> **Passage**:
◇ ◇ ◇ ◇ ◇ ◇ ◇

Coding in Many Dimensions

This week we read up to page 41 of The Little Learner, and “learned” a bit about the tensor, the “fundamental data structure in deep learning”.

Kurzgesagt

In a nutshell, a tensor is a multidimensional array. You can have one-dimensional tensors (also called vectors):

$$ \begin{Bmatrix} 1.0 & 27.1 & x^2 & -0.7
\end{Bmatrix} $$

You can have two-dimensional tensors (also called matrices):

$$ \begin{Bmatrix} 42 & 42 & 42 \\ 42 & y & 42 \\ 42 & 42 & 42
\end{Bmatrix} $$

You can have three-dimensional tensors. This tensor could represent a (very small) bitmap image, with four pixels, each of which has a colour specified by three values for red, green and blue:

$$ \begin{Bmatrix} \begin{Bmatrix}7 \\ 3 \\ 255\end{Bmatrix} & \begin{Bmatrix}62 \\ 107 \\ 7\end{Bmatrix} \\ \begin{Bmatrix}200 \\ 200 \\ 100\end{Bmatrix} & \begin{Bmatrix}62 \\ 34 \\ 254\end{Bmatrix}
\end{Bmatrix} $$

Each of the numbers in a tensor is called a scalar. Presumably this name comes about because of the way scalar multiplication works. If you multiply a tensor by a single number, then you simply multiply all the members of the tensor by that number:

$$ \begin{Bmatrix} 42 & 42 & 42 \\ 42 & y & 42 \\ 42 & 42 & 42
\end{Bmatrix} \times 6 = \begin{Bmatrix} 42 \times 6 & 42 \times 6 & 42 \times 6 \\ 42 \times 6 & y \times 6 & 42 \times 6 \\ 42 \times 6& 42 \times 6 & 42 \times 6
\end{Bmatrix} $$

Thus the number $6$ “scales” the tensor, and can be called a scalar.

(I have just read the relevant Wikipedia page to verify my conjecture about the etymology of “scalar,” and I’m not totally wrong. The term originally derives from the Latin for “ladder.”)

(The derivation of terms in linear algebra is always interesting. As mentioned above, a two-dimensional tensor is normally called a “matrix.” Believe it or not, this word derives from the Latin for “womb”!)

◇ ◇ ◇ ◇ ◇ ◇ ◇

(Extracted data entries)

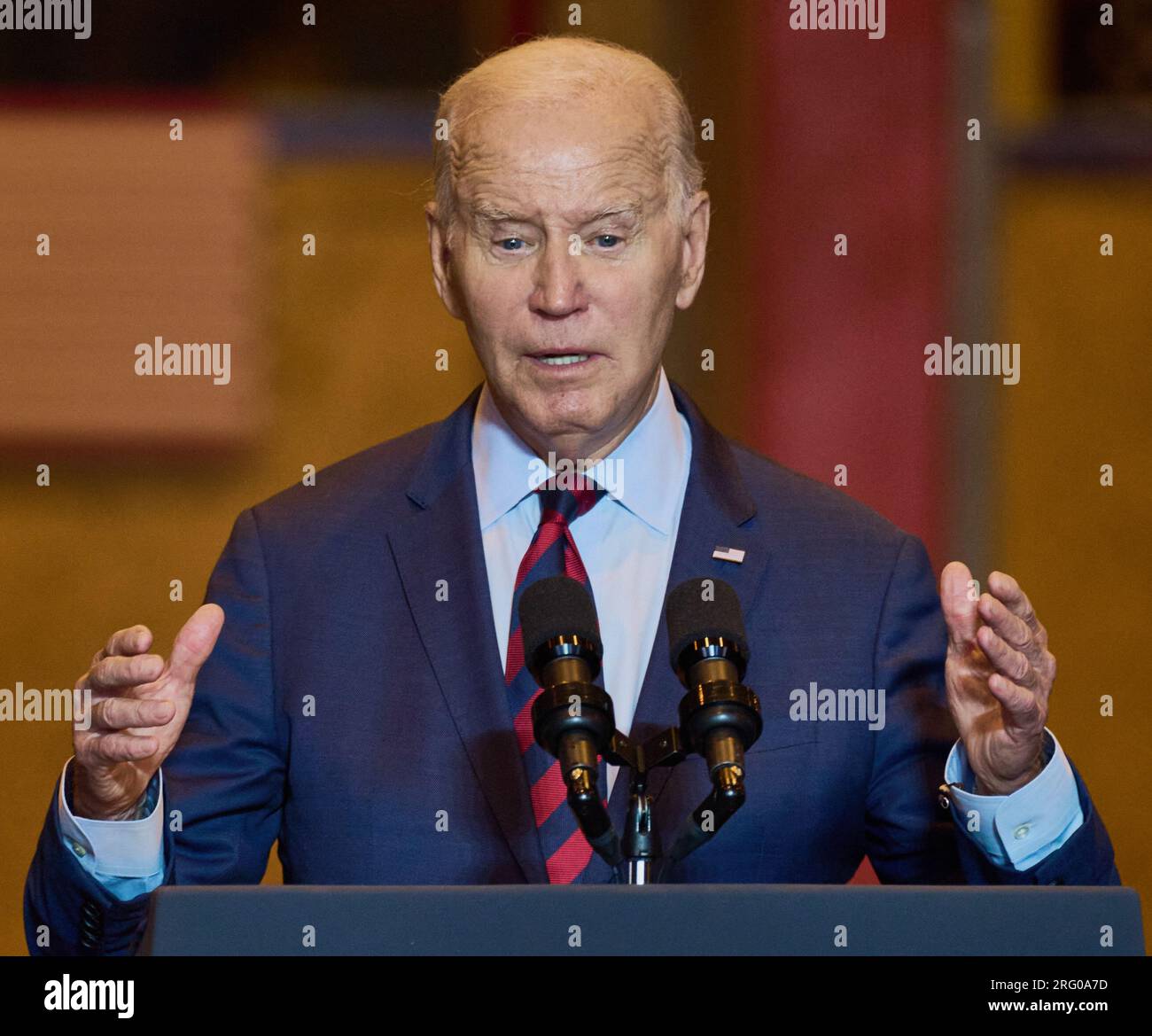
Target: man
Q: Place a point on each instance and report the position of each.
(345, 691)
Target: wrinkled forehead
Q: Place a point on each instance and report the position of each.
(554, 160)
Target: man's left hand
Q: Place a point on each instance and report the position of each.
(999, 674)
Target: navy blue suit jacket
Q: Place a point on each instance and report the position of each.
(330, 594)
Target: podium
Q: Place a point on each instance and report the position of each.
(646, 920)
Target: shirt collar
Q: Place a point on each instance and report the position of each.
(644, 472)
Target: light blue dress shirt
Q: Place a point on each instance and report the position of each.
(626, 541)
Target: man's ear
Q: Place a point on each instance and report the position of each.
(441, 260)
(694, 245)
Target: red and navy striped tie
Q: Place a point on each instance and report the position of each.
(552, 552)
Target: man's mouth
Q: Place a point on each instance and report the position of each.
(564, 359)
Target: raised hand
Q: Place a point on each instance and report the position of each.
(139, 705)
(999, 674)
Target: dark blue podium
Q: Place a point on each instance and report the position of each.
(649, 920)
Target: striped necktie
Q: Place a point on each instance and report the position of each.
(552, 552)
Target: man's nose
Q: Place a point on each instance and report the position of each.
(559, 288)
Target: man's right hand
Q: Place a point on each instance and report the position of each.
(139, 705)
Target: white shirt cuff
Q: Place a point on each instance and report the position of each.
(116, 848)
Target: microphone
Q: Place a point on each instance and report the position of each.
(719, 717)
(572, 717)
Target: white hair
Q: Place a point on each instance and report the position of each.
(551, 69)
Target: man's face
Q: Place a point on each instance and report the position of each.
(565, 264)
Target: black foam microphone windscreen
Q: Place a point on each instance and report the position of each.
(556, 606)
(704, 607)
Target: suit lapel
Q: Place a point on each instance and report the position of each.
(440, 540)
(715, 511)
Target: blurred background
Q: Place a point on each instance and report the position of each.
(113, 233)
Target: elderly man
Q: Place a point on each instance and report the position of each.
(354, 699)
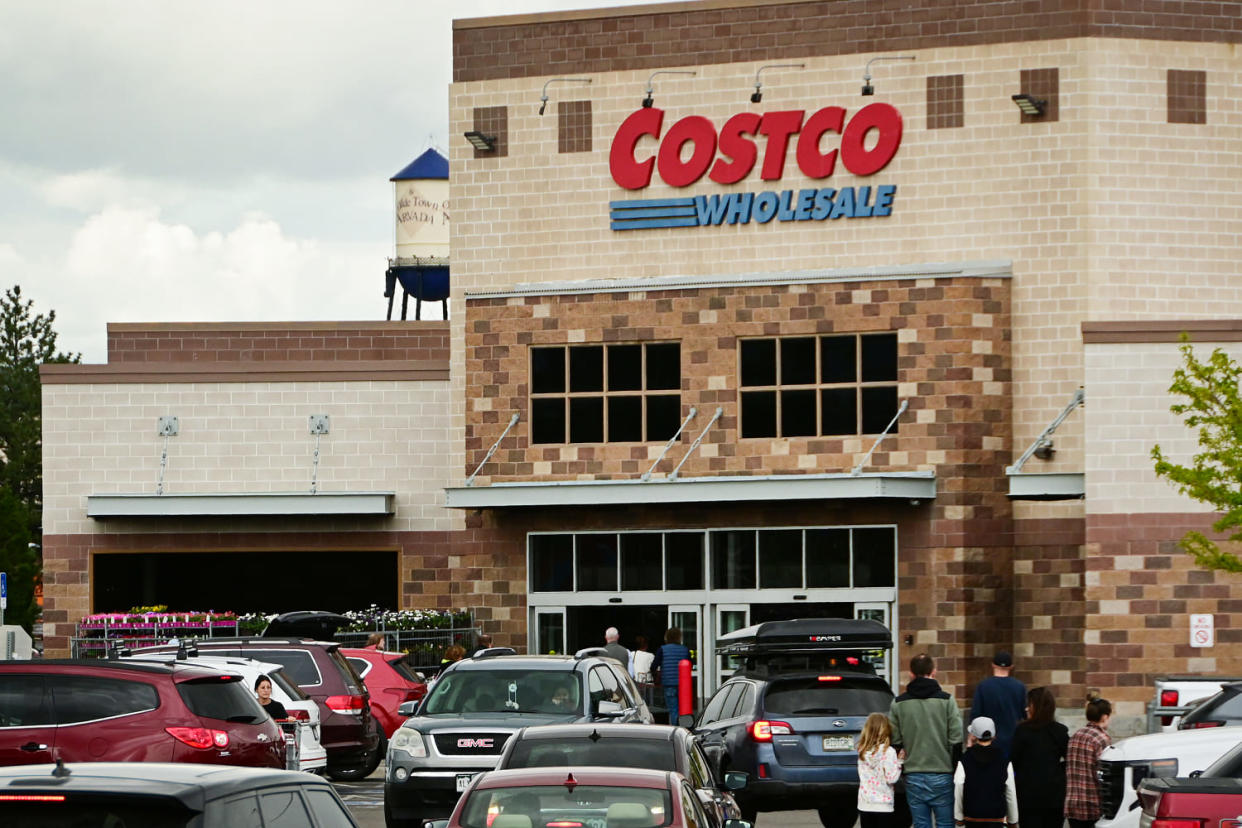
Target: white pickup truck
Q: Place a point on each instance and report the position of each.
(1129, 761)
(1176, 694)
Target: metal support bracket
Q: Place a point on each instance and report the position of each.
(513, 421)
(670, 443)
(1078, 399)
(856, 471)
(696, 443)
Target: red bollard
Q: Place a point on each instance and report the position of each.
(684, 689)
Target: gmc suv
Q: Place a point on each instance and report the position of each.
(475, 705)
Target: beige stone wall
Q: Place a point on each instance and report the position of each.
(246, 437)
(1107, 212)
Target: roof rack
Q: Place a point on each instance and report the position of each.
(805, 636)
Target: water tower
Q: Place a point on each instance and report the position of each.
(420, 267)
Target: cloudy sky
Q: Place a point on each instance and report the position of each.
(165, 160)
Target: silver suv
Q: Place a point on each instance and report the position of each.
(475, 705)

◇ ◇ ◇ ◇ ◇ ◇ ◇

> **Challenges**:
1 > Determine whether each statement agrees with the tensor passage: (a) a one-dimensional tensor is also called a matrix; (b) the three-dimensional example could represent a bitmap image with four pixels; (c) the term "scalar" originally derives from the Latin for "ladder." For each, answer yes or no and quote the deciding words of the passage.
2 > Present everything in the extracted data entries, from the line containing "Target: metal support bracket" down to the last line of the entries, as a Markdown table with the columns Row and Line, leaving out blank lines.
The tensor passage and the extracted data entries are independent of each other.

> **Results by task**:
1 >
(a) No: "You can have one-dimensional tensors (also called vectors)"
(b) Yes: "This tensor could represent a (very small) bitmap image, with four pixels"
(c) Yes: "The term originally derives from the Latin for “ladder.”"

2 >
| Row | Line |
|---|---|
| 1 | Target: metal support bracket |
| 2 | Q: Place a point on each instance and report the position of each. |
| 3 | (513, 421) |
| 4 | (670, 443) |
| 5 | (1078, 399) |
| 6 | (856, 471) |
| 7 | (696, 443) |
| 8 | Target: red bollard |
| 9 | Q: Place a point on each instance and report the position of each. |
| 10 | (684, 689) |
| 11 | Target: gmc suv |
| 12 | Q: Place a point on each instance and report the position of each. |
| 13 | (475, 705) |
| 14 | Target: beige stone wall |
| 15 | Q: Place a point on each instance and report the position of each. |
| 16 | (246, 437) |
| 17 | (1107, 212) |
| 18 | Target: roof rack |
| 19 | Q: Place a point on each instance and report the position of each. |
| 20 | (805, 636) |
| 21 | Target: water tower |
| 22 | Q: Place a point on each instance and report the position of each. |
| 23 | (420, 267) |
| 24 | Target: cloudy sky |
| 25 | Q: Place a point on each instance and report the position of each. |
| 26 | (165, 160) |
| 27 | Target: silver suv |
| 28 | Q: Place a point on each instance and report the position of each. |
| 29 | (475, 705) |